▶ [Aim]: Copy the items below word for word, starting with the line that contains "I would be grateful if you could mark the sedan license" and going on through the last line of the items.
§
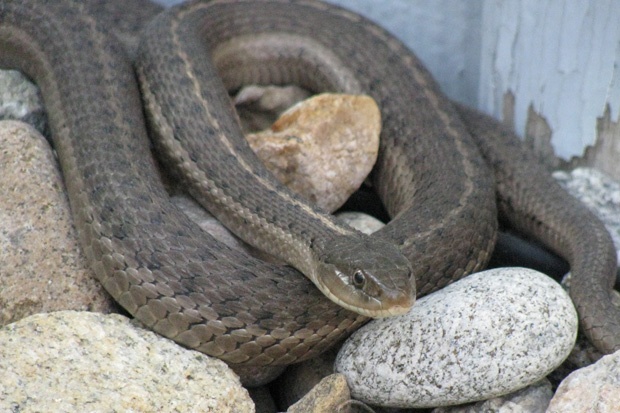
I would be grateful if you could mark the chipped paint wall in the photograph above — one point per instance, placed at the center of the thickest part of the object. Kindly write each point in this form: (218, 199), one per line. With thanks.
(554, 65)
(550, 68)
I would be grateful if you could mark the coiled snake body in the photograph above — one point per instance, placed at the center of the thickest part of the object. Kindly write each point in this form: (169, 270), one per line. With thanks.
(185, 285)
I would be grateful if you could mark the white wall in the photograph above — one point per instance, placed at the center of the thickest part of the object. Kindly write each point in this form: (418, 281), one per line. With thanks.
(559, 58)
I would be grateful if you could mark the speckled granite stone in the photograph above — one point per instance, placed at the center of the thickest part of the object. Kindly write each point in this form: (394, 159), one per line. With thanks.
(489, 334)
(598, 192)
(79, 361)
(41, 268)
(532, 399)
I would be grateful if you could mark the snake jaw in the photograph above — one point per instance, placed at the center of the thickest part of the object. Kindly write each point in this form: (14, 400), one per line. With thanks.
(368, 276)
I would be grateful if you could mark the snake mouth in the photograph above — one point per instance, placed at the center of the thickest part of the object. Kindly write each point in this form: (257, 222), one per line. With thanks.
(375, 308)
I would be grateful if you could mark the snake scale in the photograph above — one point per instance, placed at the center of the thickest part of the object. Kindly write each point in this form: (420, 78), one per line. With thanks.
(185, 285)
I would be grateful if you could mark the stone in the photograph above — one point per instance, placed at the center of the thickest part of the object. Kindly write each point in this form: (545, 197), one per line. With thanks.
(20, 100)
(485, 336)
(330, 395)
(360, 221)
(79, 361)
(598, 192)
(322, 148)
(532, 399)
(259, 106)
(41, 267)
(595, 388)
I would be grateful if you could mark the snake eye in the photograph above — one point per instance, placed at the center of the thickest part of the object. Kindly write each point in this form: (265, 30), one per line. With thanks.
(359, 279)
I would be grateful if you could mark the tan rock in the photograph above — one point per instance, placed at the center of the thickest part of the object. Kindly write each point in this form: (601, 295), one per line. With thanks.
(330, 395)
(41, 268)
(595, 388)
(76, 361)
(322, 148)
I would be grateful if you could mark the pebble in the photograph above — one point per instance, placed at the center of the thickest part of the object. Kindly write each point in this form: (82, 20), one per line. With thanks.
(323, 147)
(595, 388)
(532, 399)
(79, 361)
(20, 100)
(330, 395)
(41, 267)
(598, 192)
(487, 335)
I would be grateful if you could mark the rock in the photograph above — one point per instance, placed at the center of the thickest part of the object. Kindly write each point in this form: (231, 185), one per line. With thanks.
(598, 192)
(20, 100)
(40, 263)
(330, 395)
(360, 221)
(487, 335)
(78, 361)
(322, 148)
(532, 399)
(595, 388)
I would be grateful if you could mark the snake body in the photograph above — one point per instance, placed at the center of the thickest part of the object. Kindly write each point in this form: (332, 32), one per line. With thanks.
(185, 285)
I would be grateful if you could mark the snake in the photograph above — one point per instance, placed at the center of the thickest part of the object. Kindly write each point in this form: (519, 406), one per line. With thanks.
(442, 173)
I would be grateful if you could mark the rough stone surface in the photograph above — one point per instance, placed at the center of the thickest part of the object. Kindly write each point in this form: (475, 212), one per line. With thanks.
(362, 222)
(20, 100)
(259, 106)
(323, 147)
(598, 192)
(487, 335)
(78, 361)
(532, 399)
(595, 388)
(41, 268)
(330, 395)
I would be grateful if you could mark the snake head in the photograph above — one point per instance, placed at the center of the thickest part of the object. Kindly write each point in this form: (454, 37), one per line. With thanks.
(368, 276)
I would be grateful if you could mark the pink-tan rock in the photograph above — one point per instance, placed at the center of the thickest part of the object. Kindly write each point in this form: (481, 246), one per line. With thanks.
(41, 268)
(323, 147)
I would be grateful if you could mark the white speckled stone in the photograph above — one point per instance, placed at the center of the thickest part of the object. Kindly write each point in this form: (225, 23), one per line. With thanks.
(72, 361)
(489, 334)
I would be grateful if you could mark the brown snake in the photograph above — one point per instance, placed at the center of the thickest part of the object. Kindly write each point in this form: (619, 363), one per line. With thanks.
(185, 285)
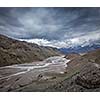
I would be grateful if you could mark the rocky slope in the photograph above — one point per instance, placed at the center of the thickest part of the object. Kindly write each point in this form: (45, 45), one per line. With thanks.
(82, 74)
(16, 52)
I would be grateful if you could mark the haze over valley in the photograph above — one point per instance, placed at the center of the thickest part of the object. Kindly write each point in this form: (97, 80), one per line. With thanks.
(50, 49)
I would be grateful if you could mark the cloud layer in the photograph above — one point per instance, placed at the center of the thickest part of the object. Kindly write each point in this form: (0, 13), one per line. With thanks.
(57, 27)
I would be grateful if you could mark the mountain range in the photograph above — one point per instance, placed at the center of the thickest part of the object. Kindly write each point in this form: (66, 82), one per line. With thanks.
(16, 52)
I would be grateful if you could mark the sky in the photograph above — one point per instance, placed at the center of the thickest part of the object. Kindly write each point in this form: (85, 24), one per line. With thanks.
(56, 27)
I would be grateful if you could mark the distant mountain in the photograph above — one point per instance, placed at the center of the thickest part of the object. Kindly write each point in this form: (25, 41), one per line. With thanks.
(16, 52)
(80, 48)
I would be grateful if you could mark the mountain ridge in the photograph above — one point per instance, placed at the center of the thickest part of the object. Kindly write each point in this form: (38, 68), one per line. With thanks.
(16, 52)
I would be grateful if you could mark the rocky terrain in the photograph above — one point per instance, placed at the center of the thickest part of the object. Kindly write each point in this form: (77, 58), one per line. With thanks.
(83, 74)
(71, 73)
(17, 52)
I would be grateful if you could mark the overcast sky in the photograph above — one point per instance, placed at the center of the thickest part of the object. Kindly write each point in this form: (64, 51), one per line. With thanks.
(57, 27)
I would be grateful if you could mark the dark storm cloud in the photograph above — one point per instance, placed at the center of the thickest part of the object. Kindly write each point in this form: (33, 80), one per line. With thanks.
(56, 24)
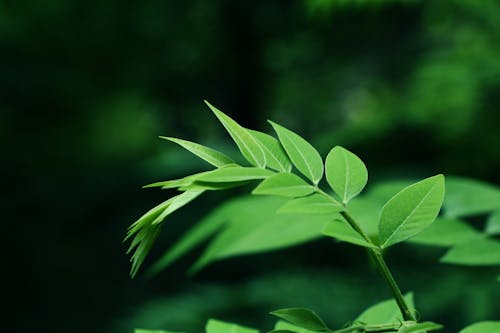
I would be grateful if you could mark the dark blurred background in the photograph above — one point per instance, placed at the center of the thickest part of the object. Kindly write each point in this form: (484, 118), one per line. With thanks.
(87, 86)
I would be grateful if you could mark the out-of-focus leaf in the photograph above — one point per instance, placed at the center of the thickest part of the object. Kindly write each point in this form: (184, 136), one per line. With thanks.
(302, 154)
(210, 155)
(276, 157)
(217, 326)
(483, 327)
(384, 312)
(344, 232)
(411, 210)
(346, 173)
(286, 326)
(480, 251)
(261, 229)
(249, 146)
(466, 197)
(445, 232)
(312, 204)
(493, 223)
(285, 185)
(302, 317)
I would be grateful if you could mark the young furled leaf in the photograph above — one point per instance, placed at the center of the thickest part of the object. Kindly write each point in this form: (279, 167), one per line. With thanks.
(344, 232)
(302, 317)
(479, 251)
(285, 185)
(234, 174)
(483, 327)
(411, 210)
(276, 157)
(312, 204)
(346, 173)
(302, 154)
(217, 326)
(249, 146)
(210, 155)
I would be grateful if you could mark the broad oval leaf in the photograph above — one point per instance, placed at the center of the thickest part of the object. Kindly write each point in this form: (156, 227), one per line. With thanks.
(302, 154)
(344, 232)
(312, 204)
(385, 312)
(276, 157)
(411, 210)
(346, 173)
(466, 197)
(234, 174)
(483, 327)
(302, 317)
(479, 251)
(217, 326)
(210, 155)
(285, 185)
(248, 145)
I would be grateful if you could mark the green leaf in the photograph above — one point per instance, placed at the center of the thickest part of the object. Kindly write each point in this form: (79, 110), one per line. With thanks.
(210, 155)
(285, 185)
(346, 173)
(302, 154)
(217, 326)
(479, 251)
(249, 146)
(312, 204)
(258, 228)
(420, 327)
(234, 174)
(344, 232)
(177, 202)
(466, 197)
(285, 326)
(302, 317)
(493, 223)
(276, 157)
(411, 210)
(385, 312)
(483, 327)
(445, 232)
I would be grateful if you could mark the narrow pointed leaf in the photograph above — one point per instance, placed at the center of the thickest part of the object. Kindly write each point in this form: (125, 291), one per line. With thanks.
(385, 312)
(302, 154)
(411, 210)
(421, 327)
(249, 146)
(302, 317)
(479, 251)
(210, 155)
(234, 174)
(312, 204)
(493, 223)
(285, 185)
(342, 231)
(276, 157)
(483, 327)
(346, 173)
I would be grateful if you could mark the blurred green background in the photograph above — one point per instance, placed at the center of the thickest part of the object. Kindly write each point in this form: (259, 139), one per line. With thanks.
(87, 86)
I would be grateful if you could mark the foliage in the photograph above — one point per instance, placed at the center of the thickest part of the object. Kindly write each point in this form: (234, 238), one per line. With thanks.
(257, 224)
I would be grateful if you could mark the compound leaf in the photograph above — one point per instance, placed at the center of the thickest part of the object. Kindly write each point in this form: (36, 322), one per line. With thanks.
(346, 173)
(302, 154)
(411, 210)
(285, 185)
(302, 317)
(217, 326)
(248, 145)
(276, 157)
(210, 155)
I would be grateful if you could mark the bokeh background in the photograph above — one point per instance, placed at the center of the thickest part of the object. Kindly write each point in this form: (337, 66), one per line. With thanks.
(413, 87)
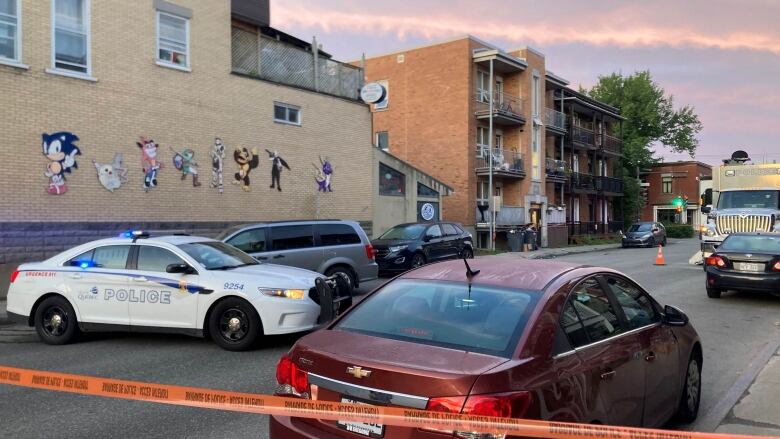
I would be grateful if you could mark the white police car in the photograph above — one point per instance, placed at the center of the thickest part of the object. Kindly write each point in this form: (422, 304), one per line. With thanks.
(181, 284)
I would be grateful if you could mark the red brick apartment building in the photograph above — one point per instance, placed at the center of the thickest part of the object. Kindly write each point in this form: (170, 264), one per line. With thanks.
(666, 182)
(555, 152)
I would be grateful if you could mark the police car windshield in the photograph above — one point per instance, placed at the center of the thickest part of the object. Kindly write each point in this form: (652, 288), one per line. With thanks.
(215, 255)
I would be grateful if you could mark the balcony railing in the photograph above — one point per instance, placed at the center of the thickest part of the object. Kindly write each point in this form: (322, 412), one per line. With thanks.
(609, 184)
(265, 58)
(613, 144)
(582, 135)
(555, 119)
(505, 105)
(556, 168)
(505, 217)
(583, 181)
(504, 162)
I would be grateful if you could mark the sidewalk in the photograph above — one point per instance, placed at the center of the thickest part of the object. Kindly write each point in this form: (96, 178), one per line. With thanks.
(758, 410)
(548, 253)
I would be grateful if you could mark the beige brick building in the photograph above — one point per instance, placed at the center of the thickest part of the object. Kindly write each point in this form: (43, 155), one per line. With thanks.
(554, 153)
(181, 73)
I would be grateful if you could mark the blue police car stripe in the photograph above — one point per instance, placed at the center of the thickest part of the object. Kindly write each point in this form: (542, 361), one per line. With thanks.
(172, 283)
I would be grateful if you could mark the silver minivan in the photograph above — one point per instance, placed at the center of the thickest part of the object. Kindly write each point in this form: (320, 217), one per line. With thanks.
(326, 246)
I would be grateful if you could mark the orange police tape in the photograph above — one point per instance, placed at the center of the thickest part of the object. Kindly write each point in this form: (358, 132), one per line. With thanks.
(275, 405)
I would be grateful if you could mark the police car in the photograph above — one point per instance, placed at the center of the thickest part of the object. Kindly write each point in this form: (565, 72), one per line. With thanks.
(180, 284)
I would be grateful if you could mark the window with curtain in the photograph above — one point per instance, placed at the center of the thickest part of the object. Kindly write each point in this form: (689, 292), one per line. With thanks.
(173, 40)
(71, 35)
(9, 29)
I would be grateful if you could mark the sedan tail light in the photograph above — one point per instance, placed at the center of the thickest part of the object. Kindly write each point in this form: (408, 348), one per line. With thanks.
(291, 380)
(716, 261)
(502, 405)
(370, 252)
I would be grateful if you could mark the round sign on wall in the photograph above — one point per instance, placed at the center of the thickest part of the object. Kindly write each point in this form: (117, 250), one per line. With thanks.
(427, 211)
(372, 93)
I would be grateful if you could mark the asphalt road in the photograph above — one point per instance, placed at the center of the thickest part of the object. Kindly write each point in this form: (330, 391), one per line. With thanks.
(734, 331)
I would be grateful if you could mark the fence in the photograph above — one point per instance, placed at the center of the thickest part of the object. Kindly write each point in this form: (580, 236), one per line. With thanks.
(256, 55)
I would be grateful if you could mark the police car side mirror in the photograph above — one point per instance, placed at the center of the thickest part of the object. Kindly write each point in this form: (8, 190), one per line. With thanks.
(180, 268)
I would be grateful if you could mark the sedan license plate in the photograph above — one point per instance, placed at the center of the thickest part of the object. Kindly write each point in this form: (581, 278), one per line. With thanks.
(749, 266)
(376, 431)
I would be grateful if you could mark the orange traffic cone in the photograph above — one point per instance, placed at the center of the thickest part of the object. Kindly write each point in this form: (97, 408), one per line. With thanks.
(659, 259)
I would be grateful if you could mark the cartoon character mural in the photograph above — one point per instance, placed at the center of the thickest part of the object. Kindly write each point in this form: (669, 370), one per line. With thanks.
(277, 163)
(149, 162)
(217, 162)
(247, 160)
(324, 174)
(185, 162)
(111, 176)
(61, 150)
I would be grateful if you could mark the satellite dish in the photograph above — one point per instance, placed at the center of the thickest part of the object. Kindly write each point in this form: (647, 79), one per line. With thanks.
(740, 156)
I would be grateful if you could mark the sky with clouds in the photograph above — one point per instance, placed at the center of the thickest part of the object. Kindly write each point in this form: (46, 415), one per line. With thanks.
(720, 56)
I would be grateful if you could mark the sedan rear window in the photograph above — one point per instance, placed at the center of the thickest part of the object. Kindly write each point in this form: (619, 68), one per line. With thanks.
(475, 318)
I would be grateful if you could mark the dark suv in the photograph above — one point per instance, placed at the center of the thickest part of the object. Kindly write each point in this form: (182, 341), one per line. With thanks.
(411, 245)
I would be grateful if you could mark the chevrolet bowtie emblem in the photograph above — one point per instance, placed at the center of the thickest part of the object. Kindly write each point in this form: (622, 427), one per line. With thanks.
(358, 372)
§
▶ [Written solution]:
I would be grateful if you could mark the sedan license plate in the photograph above — one point per instance, placed at the center of the thickest part of the object. Kindly write each point in this form: (581, 278), one per line. With thanks.
(749, 266)
(376, 431)
I would be grateful if you could mark the orange traffic cone in the photograph above — one point per instance, placed at the center of the thickest part of the object. Kindly write each point in this form: (97, 408), one per line. With thanks.
(659, 259)
I would be grateful if you could mark the cartoon character mural in the photograph above — one point per instance, placed at the center of the thickest part of the object. Kindly write each point in this form: (669, 370), one per line. With thanks.
(277, 163)
(149, 162)
(217, 162)
(247, 160)
(324, 174)
(185, 162)
(111, 176)
(61, 150)
I would be grateful if you could mark the satellite dish in the photograph above — one point per instance, placed at the center of the thickest part of the object. Kindly write each point in this form: (647, 79), one per line. With thanks.
(740, 156)
I would be grateful if you could mark the sky with clouds in the photograph above — one point per instance, placed at the center of the thickest part of the object. Kindly write each point in this form: (46, 415), one per line. With thanks.
(720, 56)
I would be grateful if you could mark the sedan rear window in the photograph above — one point per instance, placed at the center of the thickest part of the object. Kindly write each point in this form: (619, 68), one per line. With thanks.
(475, 318)
I would be grateful if you could mark the dark suv in the photograph above — one point per instance, placed at the center of the thickest part of the object. Kindly write each point in this form: (182, 341), one per line. With thanks.
(411, 245)
I would be grateful if you could mark the chevrolet bowtie emblem in the photograph above — one point per instance, placed at the center of the thickest part of the object. Kindly write each point in this form: (622, 427), one per line. With thanks.
(358, 372)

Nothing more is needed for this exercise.